* WHAT THE TASK ASKS *
Exactly reproduce the lines from the line that has "of the snowy" down to the last line of the entries, inclusive.

* RECORD LIST *

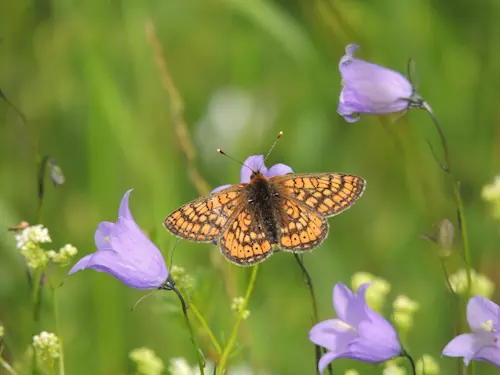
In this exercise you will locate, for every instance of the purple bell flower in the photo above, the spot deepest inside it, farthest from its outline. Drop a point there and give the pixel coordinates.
(256, 163)
(483, 344)
(359, 332)
(125, 252)
(373, 89)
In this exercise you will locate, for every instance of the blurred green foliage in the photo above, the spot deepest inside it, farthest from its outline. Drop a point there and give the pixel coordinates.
(85, 76)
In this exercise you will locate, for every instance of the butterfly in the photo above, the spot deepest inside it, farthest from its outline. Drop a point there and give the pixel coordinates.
(269, 211)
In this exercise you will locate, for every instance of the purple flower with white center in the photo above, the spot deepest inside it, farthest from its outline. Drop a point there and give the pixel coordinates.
(373, 89)
(125, 252)
(483, 344)
(256, 163)
(358, 333)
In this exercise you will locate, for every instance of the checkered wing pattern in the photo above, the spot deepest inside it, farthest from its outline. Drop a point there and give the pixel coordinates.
(205, 219)
(300, 228)
(327, 194)
(245, 241)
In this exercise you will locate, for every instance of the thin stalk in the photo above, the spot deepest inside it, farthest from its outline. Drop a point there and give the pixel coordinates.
(465, 237)
(7, 366)
(203, 323)
(170, 285)
(458, 197)
(239, 319)
(317, 349)
(58, 330)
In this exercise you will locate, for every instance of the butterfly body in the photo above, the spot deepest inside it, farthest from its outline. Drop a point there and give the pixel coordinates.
(262, 200)
(248, 221)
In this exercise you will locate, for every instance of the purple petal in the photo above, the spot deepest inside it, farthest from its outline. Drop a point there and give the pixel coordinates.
(332, 334)
(378, 333)
(351, 49)
(278, 170)
(124, 269)
(81, 264)
(349, 307)
(325, 360)
(219, 188)
(254, 163)
(371, 88)
(462, 346)
(371, 351)
(489, 354)
(481, 310)
(101, 237)
(124, 211)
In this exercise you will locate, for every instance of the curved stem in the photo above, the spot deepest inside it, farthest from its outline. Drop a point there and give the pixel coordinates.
(234, 332)
(169, 284)
(412, 363)
(205, 326)
(317, 348)
(465, 237)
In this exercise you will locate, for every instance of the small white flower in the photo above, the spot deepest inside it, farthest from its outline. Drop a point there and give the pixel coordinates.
(47, 346)
(147, 362)
(404, 304)
(238, 306)
(33, 235)
(376, 292)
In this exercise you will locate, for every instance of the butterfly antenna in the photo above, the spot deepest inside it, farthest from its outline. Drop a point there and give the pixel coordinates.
(271, 149)
(234, 159)
(143, 297)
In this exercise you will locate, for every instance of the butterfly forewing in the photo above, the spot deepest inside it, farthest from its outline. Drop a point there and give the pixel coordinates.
(204, 219)
(326, 193)
(245, 241)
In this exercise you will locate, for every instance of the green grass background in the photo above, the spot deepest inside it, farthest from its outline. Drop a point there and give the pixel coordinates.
(85, 76)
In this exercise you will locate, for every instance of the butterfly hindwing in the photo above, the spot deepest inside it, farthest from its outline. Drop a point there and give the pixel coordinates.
(299, 227)
(245, 241)
(204, 219)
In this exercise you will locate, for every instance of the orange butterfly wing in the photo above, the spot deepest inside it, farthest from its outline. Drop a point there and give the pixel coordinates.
(204, 219)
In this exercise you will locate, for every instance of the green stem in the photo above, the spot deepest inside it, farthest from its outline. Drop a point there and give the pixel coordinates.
(239, 319)
(58, 330)
(204, 325)
(199, 357)
(410, 359)
(317, 348)
(7, 367)
(465, 237)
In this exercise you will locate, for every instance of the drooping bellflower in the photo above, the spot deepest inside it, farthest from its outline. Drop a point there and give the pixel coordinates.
(483, 344)
(256, 163)
(125, 252)
(358, 333)
(373, 89)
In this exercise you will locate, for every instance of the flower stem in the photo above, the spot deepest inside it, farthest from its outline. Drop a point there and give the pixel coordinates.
(412, 363)
(205, 326)
(458, 197)
(308, 279)
(170, 285)
(234, 333)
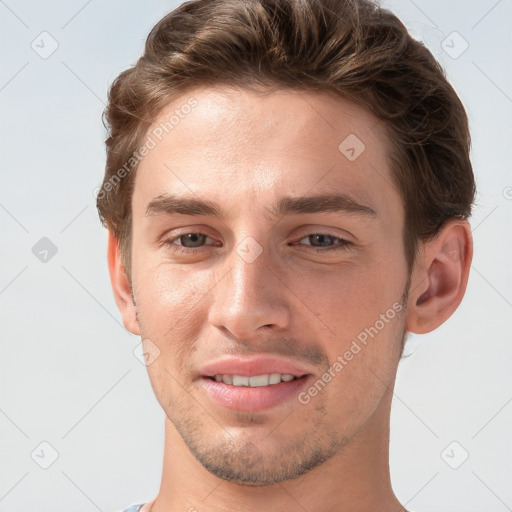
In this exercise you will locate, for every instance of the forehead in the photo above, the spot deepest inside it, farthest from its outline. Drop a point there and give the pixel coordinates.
(229, 145)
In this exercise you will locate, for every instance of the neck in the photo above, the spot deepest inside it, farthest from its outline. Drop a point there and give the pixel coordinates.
(356, 478)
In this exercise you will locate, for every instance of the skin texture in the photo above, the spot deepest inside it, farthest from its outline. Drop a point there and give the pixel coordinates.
(245, 151)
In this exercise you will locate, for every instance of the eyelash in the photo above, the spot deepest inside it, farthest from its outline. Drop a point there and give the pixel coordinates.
(343, 243)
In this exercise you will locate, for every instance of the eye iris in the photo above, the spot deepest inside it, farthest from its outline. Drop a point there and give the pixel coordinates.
(327, 239)
(195, 238)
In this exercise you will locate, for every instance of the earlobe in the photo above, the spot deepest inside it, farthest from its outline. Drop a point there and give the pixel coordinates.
(121, 286)
(440, 277)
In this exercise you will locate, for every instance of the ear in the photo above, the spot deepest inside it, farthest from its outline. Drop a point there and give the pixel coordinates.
(439, 277)
(121, 285)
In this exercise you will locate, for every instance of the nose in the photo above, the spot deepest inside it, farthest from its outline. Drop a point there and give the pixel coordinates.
(250, 297)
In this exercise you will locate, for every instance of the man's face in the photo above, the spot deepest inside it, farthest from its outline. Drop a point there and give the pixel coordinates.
(253, 282)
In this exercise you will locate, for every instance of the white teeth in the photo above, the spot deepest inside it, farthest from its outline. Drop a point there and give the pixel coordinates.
(275, 378)
(256, 380)
(238, 380)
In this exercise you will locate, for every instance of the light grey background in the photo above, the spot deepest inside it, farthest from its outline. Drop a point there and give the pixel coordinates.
(68, 374)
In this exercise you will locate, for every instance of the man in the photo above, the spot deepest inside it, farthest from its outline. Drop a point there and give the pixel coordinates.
(286, 193)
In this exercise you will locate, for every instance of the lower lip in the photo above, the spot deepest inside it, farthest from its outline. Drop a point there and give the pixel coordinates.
(246, 398)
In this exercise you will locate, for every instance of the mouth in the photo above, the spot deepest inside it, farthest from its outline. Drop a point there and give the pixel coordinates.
(255, 381)
(254, 393)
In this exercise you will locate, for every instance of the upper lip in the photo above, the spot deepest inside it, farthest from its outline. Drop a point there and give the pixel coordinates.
(249, 367)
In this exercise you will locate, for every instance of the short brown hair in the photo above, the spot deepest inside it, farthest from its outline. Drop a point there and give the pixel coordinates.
(352, 48)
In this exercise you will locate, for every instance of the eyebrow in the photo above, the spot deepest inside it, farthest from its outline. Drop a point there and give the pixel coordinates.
(170, 204)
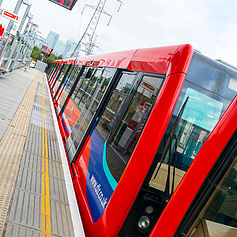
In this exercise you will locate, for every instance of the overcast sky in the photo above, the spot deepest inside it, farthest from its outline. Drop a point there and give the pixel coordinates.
(209, 25)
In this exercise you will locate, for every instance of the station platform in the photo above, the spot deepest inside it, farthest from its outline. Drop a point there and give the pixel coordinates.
(36, 193)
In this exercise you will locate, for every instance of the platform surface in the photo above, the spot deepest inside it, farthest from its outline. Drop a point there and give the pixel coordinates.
(33, 194)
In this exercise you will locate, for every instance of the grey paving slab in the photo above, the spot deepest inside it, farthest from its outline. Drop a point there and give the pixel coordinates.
(13, 88)
(25, 213)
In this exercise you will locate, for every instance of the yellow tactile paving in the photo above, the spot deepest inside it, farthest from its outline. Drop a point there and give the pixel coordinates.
(45, 203)
(11, 147)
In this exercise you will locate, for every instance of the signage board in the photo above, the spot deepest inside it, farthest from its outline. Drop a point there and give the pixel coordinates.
(69, 4)
(10, 16)
(46, 51)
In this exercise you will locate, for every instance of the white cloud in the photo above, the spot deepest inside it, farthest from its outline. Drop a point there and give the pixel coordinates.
(210, 26)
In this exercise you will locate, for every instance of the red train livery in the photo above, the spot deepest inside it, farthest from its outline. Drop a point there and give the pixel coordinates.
(150, 136)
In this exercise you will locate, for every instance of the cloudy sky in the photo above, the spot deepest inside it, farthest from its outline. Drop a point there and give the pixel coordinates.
(209, 25)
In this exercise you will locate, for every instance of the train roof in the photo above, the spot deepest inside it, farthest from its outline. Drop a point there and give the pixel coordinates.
(153, 60)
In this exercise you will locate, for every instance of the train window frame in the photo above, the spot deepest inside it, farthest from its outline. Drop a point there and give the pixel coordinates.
(139, 76)
(70, 143)
(210, 187)
(72, 78)
(87, 75)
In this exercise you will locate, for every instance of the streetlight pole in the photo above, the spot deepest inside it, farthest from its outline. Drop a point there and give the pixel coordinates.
(21, 44)
(10, 25)
(30, 41)
(14, 44)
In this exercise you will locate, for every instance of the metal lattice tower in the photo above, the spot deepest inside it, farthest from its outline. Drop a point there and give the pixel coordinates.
(87, 41)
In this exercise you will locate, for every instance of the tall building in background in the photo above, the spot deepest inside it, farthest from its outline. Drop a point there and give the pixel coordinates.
(59, 47)
(52, 39)
(69, 48)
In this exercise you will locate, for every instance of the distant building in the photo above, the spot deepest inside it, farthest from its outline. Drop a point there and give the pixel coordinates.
(69, 48)
(52, 39)
(59, 47)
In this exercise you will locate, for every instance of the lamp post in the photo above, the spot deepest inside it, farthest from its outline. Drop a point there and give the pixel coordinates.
(15, 41)
(20, 45)
(10, 25)
(30, 41)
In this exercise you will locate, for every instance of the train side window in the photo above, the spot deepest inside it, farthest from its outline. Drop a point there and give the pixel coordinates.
(123, 133)
(60, 78)
(115, 103)
(78, 92)
(93, 92)
(219, 216)
(66, 87)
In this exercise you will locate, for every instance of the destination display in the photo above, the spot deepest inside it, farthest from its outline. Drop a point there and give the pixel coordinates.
(69, 4)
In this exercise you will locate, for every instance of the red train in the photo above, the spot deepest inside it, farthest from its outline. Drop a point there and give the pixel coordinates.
(151, 140)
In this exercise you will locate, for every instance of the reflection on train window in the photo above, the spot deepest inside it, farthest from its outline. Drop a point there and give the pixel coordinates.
(124, 132)
(79, 91)
(219, 217)
(113, 108)
(190, 125)
(67, 85)
(60, 78)
(92, 95)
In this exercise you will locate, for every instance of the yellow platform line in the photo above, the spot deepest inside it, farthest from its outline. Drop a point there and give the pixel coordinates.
(11, 148)
(45, 204)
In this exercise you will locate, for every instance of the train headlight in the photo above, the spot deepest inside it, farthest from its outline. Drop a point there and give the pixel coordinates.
(143, 223)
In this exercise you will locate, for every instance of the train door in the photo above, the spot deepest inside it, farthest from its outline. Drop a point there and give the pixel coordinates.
(92, 92)
(68, 85)
(213, 212)
(55, 74)
(60, 78)
(113, 138)
(70, 112)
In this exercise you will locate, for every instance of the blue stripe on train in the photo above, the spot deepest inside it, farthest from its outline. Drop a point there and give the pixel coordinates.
(100, 183)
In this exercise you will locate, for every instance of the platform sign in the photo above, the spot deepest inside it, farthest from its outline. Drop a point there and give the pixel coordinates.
(46, 51)
(10, 16)
(69, 4)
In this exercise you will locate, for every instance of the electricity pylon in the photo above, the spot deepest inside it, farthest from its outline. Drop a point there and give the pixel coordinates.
(87, 41)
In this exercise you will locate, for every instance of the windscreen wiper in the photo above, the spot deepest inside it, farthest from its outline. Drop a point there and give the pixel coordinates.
(168, 147)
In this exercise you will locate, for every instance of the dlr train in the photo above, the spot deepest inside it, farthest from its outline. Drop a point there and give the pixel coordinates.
(151, 141)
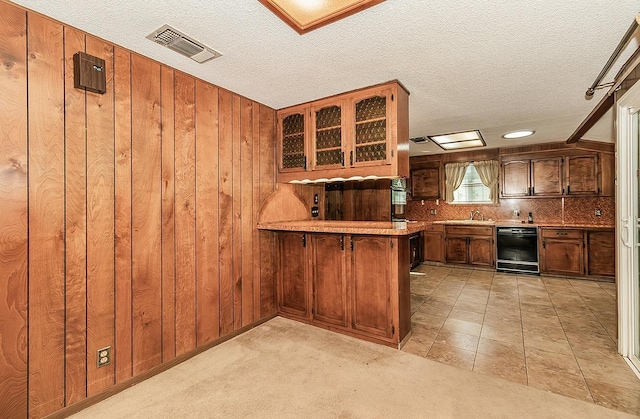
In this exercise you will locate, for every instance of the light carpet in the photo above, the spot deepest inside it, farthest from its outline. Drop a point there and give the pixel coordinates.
(286, 369)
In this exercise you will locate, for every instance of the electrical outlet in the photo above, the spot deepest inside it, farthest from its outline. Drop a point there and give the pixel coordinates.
(104, 356)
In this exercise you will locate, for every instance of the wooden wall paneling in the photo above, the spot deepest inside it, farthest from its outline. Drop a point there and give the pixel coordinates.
(267, 185)
(246, 190)
(225, 208)
(185, 137)
(167, 78)
(13, 206)
(46, 215)
(123, 212)
(207, 256)
(76, 227)
(237, 215)
(256, 207)
(146, 213)
(100, 223)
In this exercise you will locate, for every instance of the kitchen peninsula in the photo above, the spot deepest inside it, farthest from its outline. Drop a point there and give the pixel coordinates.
(351, 277)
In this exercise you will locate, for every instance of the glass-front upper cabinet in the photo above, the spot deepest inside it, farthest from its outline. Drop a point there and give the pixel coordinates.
(328, 134)
(372, 131)
(293, 127)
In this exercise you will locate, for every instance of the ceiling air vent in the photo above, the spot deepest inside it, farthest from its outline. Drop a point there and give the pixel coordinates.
(181, 43)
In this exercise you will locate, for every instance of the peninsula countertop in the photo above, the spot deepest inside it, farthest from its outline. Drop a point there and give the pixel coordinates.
(380, 228)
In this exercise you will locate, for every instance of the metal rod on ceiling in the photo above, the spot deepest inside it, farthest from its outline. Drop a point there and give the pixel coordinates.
(627, 36)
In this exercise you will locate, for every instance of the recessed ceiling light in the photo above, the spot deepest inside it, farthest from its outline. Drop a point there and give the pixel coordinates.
(307, 15)
(458, 140)
(518, 134)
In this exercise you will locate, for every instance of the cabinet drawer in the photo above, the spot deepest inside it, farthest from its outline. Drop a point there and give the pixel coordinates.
(469, 231)
(554, 233)
(435, 227)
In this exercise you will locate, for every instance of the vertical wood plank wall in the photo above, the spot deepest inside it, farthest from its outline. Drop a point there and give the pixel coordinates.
(128, 218)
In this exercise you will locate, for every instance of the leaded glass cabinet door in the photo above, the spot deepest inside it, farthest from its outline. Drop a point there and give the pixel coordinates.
(293, 131)
(372, 133)
(328, 135)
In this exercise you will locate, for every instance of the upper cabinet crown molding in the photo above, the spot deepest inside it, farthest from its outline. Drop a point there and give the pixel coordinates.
(355, 134)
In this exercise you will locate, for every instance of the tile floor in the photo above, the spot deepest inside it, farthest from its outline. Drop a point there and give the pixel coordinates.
(550, 333)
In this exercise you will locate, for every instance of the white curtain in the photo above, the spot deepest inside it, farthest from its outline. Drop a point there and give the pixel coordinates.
(454, 174)
(488, 171)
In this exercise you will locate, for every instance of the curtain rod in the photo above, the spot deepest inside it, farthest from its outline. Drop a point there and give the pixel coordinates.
(627, 36)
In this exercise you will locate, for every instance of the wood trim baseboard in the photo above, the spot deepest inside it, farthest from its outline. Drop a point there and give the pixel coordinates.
(117, 388)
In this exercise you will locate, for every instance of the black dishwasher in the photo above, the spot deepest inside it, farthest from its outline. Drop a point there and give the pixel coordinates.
(517, 249)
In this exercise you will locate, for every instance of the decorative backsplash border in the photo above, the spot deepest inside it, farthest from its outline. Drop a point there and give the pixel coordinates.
(571, 210)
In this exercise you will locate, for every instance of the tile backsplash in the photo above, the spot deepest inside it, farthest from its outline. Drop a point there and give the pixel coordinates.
(570, 210)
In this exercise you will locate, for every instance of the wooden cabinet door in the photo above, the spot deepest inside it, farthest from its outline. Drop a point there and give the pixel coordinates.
(425, 183)
(456, 250)
(562, 256)
(293, 134)
(481, 251)
(370, 272)
(372, 128)
(433, 246)
(546, 176)
(582, 175)
(515, 178)
(327, 134)
(601, 253)
(293, 291)
(329, 279)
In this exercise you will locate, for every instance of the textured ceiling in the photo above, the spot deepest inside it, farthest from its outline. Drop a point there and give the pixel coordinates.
(492, 65)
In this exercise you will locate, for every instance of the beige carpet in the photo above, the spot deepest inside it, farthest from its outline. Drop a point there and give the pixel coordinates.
(285, 369)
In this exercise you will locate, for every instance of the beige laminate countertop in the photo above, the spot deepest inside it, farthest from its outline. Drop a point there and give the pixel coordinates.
(380, 228)
(515, 223)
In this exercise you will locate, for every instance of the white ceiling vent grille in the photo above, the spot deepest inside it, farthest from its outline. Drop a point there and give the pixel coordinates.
(181, 43)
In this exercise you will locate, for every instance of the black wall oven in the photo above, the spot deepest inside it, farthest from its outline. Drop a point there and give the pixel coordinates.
(517, 249)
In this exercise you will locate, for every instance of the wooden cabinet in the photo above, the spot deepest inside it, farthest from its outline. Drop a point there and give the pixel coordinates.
(370, 271)
(329, 278)
(293, 284)
(433, 243)
(293, 139)
(601, 253)
(355, 284)
(546, 177)
(582, 175)
(328, 134)
(425, 181)
(561, 251)
(415, 250)
(470, 245)
(357, 134)
(558, 175)
(515, 178)
(532, 177)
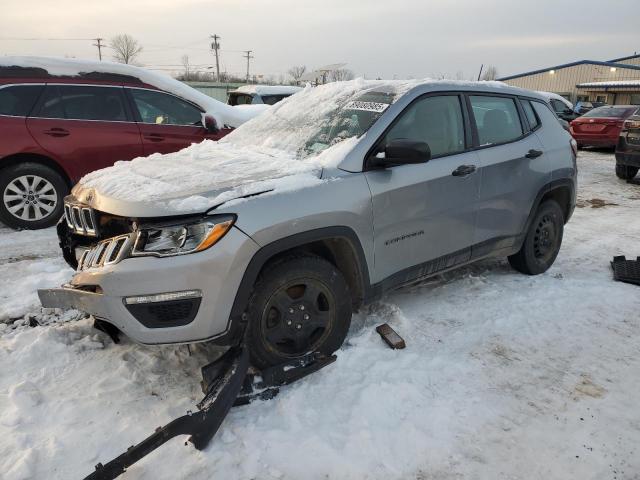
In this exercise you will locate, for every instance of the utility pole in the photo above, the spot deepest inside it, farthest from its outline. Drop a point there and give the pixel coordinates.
(99, 45)
(248, 56)
(215, 46)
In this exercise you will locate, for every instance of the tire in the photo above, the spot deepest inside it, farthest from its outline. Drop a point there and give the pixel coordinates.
(42, 187)
(542, 242)
(626, 172)
(298, 305)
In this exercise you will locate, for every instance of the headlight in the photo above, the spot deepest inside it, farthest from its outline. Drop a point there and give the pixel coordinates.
(187, 237)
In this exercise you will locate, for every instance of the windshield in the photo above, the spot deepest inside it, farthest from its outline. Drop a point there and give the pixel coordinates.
(610, 112)
(352, 120)
(318, 117)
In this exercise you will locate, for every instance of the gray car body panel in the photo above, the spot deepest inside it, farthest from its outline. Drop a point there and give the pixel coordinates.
(403, 217)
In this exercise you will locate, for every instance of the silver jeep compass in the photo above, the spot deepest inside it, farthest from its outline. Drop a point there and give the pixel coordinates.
(274, 235)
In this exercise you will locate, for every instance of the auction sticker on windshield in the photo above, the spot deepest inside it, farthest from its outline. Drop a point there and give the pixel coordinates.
(366, 106)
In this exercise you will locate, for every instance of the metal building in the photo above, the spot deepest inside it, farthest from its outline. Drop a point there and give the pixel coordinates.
(616, 82)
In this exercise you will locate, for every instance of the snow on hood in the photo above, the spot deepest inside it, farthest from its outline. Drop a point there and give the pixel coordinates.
(223, 113)
(550, 95)
(268, 89)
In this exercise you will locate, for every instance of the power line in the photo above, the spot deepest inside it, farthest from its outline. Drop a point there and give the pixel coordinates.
(215, 46)
(44, 39)
(248, 56)
(99, 45)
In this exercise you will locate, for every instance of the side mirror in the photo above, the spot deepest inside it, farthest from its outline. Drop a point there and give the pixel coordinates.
(402, 151)
(210, 124)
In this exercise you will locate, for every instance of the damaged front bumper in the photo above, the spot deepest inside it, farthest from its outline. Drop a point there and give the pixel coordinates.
(179, 299)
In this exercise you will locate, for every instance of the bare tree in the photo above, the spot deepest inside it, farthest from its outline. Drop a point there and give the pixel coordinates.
(125, 48)
(340, 75)
(297, 72)
(491, 73)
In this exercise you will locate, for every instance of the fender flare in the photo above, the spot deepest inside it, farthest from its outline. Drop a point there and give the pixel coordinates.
(553, 185)
(237, 320)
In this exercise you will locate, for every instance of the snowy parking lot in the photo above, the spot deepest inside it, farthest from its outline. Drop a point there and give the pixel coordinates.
(504, 376)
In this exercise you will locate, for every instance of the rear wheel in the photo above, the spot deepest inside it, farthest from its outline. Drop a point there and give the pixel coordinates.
(31, 196)
(299, 305)
(626, 172)
(542, 243)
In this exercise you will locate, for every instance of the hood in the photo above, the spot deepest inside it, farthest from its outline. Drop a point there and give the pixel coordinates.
(199, 178)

* THE SOLUTION *
In this exercise you will locate, for every instance of the snowy parking lot in the photo above, the spot deepest inside it, farthest from its outline. Drop a point there and give the pixel coordinates.
(504, 376)
In this exercise you will locate, for every instance of the rear wheel in the photo above, the spot deepest inside it, farthest from its outline. Drop a point there and give the pixel coordinates.
(31, 196)
(299, 305)
(626, 172)
(542, 243)
In this exercise you will locate, for every instance of the hood in the photo above, the spot deepest inside it, farthest from its outline. Drop a point there and give the pixel coordinates.
(199, 178)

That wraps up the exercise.